• _EXERCISE MATERIALS_:
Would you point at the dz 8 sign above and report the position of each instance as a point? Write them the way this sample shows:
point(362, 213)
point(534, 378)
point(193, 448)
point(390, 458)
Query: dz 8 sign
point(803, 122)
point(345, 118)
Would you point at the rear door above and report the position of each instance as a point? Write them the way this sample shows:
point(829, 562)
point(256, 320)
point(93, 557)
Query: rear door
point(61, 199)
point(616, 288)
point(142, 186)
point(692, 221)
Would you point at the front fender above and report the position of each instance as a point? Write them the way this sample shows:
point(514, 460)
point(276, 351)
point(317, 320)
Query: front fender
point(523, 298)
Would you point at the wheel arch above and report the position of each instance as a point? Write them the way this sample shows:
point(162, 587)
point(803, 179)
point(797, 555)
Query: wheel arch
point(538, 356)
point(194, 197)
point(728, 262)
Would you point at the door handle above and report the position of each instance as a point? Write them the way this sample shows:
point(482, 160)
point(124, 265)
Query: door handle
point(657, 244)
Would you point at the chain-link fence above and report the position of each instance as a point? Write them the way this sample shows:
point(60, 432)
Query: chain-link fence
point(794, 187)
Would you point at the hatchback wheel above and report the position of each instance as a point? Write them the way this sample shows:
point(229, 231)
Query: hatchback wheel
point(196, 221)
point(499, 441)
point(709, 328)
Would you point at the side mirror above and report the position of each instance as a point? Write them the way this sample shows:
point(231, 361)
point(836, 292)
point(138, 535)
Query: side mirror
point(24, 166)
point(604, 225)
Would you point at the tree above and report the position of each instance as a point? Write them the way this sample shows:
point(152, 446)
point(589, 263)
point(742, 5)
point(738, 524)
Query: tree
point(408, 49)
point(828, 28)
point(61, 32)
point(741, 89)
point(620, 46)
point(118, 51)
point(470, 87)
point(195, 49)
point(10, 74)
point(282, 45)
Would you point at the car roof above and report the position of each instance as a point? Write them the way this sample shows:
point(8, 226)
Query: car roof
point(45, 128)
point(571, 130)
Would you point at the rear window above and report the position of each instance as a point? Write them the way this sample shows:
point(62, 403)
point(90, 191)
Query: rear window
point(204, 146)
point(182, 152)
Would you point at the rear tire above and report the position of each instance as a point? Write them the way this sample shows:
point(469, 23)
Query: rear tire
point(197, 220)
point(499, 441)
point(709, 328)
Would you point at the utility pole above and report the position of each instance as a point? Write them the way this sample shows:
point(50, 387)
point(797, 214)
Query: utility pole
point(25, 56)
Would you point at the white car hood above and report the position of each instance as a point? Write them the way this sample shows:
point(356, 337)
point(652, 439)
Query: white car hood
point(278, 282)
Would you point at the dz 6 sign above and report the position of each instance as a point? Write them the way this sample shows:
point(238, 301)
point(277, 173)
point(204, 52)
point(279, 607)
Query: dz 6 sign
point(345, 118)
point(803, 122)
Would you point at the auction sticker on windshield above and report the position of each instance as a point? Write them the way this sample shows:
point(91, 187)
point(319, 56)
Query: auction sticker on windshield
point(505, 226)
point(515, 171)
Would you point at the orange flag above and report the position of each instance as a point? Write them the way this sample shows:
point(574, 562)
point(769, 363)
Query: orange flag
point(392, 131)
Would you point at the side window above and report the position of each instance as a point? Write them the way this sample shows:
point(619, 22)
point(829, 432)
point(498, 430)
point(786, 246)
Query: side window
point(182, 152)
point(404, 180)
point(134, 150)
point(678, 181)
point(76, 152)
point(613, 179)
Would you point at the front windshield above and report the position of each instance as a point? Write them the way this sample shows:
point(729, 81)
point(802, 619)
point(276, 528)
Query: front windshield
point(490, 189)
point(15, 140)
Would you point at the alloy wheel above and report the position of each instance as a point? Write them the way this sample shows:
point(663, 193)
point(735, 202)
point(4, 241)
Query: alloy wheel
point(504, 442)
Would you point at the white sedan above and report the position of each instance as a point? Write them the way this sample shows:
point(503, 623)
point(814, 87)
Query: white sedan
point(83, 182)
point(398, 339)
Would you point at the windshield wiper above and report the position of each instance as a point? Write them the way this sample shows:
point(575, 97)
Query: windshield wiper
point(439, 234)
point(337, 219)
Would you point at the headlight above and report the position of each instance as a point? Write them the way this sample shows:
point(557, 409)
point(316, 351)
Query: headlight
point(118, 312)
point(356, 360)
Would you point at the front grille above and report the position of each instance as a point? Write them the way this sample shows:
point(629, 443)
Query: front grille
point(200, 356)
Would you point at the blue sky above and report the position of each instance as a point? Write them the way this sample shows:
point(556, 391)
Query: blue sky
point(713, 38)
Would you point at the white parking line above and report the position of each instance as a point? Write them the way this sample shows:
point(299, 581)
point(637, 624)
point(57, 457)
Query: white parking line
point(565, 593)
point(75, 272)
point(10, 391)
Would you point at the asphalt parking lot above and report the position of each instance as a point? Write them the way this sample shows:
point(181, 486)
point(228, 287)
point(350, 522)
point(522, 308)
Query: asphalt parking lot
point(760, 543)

• _REQUIREMENTS_:
Would you change "rear door" to "back door" in the records, starting with the first line and going on through the line with "point(692, 221)", while keeping everything else the same?

• _ANSWER TO THE TASK_:
Would you point at the dz 8 sign above and report the position of each instance as a point? Write them the way this sample shows:
point(362, 213)
point(534, 378)
point(193, 448)
point(390, 458)
Query: dz 8 sign
point(803, 122)
point(345, 118)
Would you point at the back door above and report the position of each instance as a point? Write them the way this sample shows:
point(829, 562)
point(256, 320)
point(93, 557)
Query: back door
point(61, 199)
point(616, 288)
point(142, 186)
point(692, 221)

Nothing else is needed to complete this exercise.